* Request: Change "biggest" to "largest" everywhere it occurs in the records below, and reproduce every other line unchanged. Leave the pictures out of your answer.

━━━━━ Given information ━━━━━

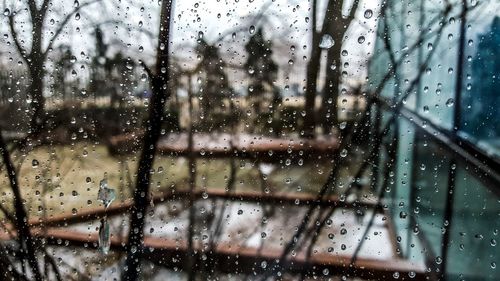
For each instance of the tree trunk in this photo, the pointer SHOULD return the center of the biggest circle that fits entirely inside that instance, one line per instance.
(160, 94)
(329, 103)
(310, 94)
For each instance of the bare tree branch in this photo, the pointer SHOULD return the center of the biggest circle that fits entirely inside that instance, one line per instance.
(15, 38)
(352, 13)
(21, 219)
(63, 24)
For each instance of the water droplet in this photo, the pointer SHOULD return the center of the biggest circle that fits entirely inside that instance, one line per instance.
(368, 14)
(326, 42)
(105, 195)
(104, 237)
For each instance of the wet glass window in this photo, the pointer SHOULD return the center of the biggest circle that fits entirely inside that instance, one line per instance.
(249, 140)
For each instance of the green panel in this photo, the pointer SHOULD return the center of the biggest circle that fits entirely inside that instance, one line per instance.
(473, 251)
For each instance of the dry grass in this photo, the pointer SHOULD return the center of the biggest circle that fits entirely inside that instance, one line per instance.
(67, 177)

━━━━━

* Exercise output:
For each instance of the tree trunk in this photo, the pointer SHOULD return the center of the largest circle that fits entirely inside that instance, one line per instance.
(160, 94)
(329, 103)
(310, 94)
For each instance of the bare tree branch in this photo, the pointer SHOULD return the center of the largest circle that fits entirely inside that instance, one line per instance.
(15, 38)
(352, 13)
(21, 219)
(63, 24)
For each instance of the water droplet in this photo, the pointer SHOULD return the center of the largest circle that fits entirely inside that instance, one line per instance.
(368, 14)
(326, 42)
(105, 195)
(104, 237)
For each instance of the wet glass window in this photo, the pointer SHOULD return the center of the largest circle that fits entirely inside that instance, one line per instance.
(249, 140)
For each instance of the green panel in this photo, the pointer SHOULD return the center of the largest circle that fits entirely inside that instance, one line per instance.
(473, 251)
For each instance of the dry grass in this photo, the pointer SHOULD return the center of the largest circle that fits entirely inside that instance, one line per instance.
(67, 177)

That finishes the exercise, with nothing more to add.